Aim of the exercise –
Tallying with case counted, how many lines in the entries below contain the word "green"? Give only the number.

-- start of Data section --

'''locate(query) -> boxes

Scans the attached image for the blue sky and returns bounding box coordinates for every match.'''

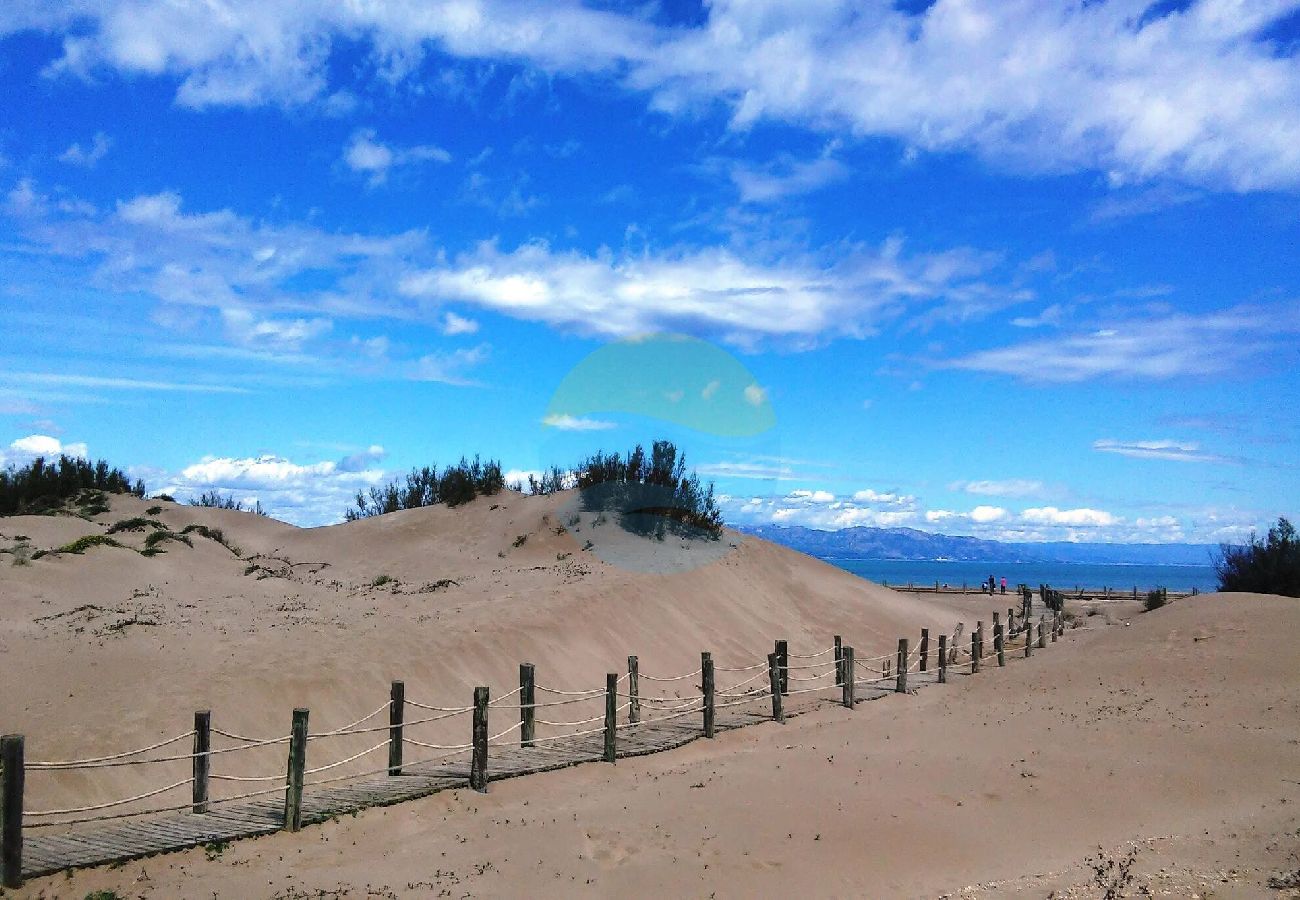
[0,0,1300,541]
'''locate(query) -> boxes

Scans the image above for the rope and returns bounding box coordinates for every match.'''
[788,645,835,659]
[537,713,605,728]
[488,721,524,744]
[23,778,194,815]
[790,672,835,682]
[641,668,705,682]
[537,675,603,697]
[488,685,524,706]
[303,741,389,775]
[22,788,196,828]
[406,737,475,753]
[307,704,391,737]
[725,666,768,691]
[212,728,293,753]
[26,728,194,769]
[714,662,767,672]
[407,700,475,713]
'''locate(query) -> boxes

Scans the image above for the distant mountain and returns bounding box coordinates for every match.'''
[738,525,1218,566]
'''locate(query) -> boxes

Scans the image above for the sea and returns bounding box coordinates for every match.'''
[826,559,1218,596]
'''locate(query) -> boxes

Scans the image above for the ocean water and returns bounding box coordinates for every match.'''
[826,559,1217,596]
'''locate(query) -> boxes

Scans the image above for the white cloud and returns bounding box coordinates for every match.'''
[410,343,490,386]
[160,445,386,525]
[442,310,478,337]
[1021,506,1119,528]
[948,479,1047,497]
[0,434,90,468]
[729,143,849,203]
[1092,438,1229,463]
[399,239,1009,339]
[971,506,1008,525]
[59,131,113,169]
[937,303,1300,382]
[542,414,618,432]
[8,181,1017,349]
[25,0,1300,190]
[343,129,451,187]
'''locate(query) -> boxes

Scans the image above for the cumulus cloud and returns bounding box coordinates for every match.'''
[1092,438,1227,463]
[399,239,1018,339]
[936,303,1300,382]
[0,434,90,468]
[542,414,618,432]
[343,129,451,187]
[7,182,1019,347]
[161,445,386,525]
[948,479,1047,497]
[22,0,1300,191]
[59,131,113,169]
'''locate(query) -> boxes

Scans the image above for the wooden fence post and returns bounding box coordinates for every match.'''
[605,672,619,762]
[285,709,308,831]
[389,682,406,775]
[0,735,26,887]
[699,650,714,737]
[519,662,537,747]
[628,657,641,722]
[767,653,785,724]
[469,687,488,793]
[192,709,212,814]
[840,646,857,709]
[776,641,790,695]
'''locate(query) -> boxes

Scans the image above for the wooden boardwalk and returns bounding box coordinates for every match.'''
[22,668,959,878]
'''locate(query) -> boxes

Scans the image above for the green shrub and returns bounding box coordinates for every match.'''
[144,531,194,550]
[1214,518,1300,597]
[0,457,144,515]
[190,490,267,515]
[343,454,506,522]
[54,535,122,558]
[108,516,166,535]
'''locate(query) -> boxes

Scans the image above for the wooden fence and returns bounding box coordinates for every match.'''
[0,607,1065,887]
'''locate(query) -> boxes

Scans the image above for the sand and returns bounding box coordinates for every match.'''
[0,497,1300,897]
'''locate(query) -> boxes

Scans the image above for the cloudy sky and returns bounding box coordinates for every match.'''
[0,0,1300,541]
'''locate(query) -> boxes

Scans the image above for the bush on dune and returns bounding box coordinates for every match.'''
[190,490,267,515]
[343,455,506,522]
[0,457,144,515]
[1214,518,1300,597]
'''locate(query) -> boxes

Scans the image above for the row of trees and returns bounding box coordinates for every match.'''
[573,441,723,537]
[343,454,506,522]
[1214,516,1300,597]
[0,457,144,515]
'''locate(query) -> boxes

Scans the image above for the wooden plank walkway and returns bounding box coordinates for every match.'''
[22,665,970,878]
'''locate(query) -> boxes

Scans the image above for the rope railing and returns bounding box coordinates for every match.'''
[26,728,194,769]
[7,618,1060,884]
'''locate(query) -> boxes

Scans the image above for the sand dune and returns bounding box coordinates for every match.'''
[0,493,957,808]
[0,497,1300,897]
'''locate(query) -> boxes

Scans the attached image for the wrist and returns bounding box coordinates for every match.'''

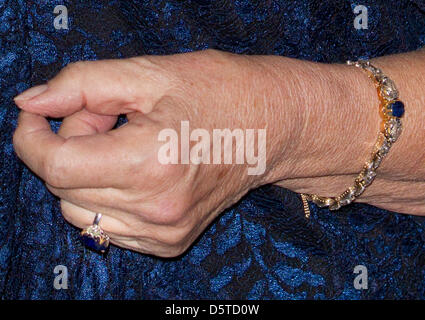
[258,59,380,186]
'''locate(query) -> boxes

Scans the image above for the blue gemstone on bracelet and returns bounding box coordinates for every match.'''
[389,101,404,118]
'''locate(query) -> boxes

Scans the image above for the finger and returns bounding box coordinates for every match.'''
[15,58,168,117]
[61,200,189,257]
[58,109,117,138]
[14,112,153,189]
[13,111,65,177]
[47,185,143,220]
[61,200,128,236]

-- end of Data section --
-- start of Data section --

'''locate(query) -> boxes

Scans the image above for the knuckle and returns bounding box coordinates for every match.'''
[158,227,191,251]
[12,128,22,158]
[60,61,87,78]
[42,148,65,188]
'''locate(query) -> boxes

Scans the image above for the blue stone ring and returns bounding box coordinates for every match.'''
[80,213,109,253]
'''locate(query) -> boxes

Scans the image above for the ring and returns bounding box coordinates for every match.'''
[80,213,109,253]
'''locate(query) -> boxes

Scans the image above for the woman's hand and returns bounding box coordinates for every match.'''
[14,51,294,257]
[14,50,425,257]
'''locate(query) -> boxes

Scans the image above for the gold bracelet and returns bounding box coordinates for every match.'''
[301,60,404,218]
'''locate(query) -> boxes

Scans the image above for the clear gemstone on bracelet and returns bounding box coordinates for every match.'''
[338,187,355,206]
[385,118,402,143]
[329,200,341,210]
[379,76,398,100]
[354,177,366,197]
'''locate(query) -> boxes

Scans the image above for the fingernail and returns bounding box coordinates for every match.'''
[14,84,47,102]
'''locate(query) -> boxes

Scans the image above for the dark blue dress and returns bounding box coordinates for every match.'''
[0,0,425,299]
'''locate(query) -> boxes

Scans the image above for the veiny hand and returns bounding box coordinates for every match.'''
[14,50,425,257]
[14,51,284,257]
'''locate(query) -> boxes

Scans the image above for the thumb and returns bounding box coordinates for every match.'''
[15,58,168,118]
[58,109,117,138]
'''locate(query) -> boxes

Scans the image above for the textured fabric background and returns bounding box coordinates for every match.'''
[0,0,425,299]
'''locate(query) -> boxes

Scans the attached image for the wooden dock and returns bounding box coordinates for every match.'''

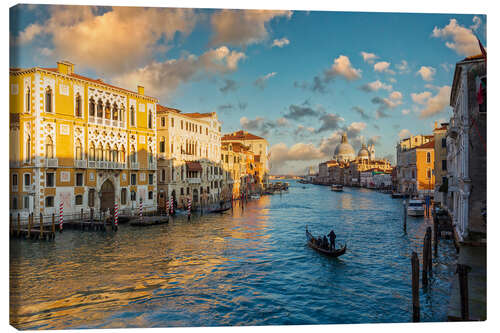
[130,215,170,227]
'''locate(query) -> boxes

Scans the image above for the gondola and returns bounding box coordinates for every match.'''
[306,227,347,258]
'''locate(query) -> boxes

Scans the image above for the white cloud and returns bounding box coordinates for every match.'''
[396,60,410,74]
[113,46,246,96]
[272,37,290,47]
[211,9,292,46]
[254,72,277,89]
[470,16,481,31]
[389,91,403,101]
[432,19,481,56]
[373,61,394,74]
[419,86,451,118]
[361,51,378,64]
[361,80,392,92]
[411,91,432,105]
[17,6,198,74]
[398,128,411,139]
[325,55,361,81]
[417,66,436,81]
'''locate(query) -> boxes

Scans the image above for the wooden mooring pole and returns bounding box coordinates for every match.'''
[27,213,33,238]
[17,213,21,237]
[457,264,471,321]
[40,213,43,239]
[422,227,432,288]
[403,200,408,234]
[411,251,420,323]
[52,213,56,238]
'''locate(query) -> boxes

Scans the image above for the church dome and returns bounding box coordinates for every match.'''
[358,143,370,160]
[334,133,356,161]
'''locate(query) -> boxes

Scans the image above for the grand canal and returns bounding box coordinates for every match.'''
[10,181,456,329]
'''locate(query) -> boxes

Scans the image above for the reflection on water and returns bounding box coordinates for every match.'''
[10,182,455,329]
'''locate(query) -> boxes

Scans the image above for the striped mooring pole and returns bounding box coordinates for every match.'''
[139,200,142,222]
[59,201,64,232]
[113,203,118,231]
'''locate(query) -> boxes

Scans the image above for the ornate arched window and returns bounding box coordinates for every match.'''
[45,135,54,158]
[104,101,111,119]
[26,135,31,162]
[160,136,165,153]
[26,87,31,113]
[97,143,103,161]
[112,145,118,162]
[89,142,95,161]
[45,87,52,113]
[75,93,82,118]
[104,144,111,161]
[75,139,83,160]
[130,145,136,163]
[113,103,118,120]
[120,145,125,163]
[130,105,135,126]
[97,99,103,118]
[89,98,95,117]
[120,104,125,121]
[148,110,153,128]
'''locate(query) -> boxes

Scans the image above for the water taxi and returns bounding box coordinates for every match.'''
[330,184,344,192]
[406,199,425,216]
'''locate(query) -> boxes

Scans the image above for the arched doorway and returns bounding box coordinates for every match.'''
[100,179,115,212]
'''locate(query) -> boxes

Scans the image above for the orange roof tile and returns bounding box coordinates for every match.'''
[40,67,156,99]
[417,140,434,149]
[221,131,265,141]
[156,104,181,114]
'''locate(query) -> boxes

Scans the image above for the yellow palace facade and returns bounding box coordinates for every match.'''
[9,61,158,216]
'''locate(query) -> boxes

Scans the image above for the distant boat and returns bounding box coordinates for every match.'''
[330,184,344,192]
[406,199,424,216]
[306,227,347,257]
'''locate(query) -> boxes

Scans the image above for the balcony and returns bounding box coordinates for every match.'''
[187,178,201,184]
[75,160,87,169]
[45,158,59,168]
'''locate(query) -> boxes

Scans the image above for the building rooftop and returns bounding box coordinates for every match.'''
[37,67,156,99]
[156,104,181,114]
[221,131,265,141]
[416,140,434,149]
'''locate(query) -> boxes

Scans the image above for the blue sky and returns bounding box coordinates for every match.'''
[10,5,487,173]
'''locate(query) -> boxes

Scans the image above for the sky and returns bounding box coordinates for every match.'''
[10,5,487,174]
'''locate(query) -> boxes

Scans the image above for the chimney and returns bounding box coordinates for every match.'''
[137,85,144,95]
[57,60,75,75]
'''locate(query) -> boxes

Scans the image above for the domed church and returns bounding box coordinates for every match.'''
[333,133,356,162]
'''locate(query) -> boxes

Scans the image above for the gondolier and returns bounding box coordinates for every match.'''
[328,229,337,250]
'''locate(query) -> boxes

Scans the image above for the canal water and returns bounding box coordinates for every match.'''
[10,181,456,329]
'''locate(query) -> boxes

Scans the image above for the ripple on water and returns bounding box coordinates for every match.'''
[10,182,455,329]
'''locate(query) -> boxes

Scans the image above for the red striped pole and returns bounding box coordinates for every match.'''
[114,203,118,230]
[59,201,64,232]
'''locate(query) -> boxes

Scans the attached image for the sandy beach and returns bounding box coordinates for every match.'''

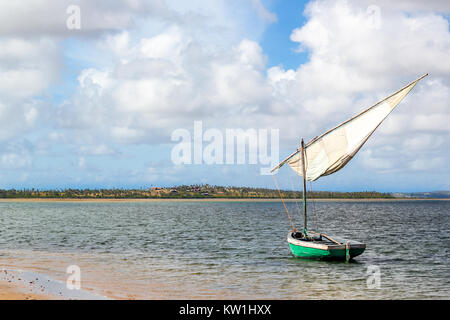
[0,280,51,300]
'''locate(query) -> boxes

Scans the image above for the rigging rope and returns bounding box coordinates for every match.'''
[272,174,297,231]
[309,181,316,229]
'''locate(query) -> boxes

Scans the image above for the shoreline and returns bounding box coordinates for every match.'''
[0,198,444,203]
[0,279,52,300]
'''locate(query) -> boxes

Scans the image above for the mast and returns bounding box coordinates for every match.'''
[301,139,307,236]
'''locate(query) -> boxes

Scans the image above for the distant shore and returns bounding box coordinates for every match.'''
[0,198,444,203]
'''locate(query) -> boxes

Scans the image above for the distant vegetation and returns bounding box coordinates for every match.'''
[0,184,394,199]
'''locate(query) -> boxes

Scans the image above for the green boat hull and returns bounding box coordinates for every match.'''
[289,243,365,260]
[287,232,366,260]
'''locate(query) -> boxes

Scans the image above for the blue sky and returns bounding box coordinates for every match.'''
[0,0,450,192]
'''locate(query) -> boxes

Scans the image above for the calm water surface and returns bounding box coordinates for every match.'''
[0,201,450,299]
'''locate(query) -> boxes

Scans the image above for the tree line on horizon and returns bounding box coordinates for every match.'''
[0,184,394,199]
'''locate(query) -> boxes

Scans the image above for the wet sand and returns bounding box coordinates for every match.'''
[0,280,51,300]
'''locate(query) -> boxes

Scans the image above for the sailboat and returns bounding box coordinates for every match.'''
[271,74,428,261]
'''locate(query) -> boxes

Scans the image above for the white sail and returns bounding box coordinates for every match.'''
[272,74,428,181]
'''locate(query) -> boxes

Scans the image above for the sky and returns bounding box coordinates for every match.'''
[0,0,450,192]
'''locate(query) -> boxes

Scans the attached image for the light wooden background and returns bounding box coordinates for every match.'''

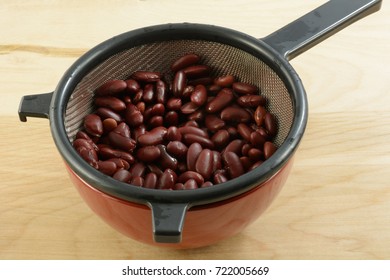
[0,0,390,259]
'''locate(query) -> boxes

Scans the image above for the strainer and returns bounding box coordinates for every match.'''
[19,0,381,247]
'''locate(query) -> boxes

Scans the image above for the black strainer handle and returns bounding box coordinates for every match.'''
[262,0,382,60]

-- end of Data section --

Problem solution –
2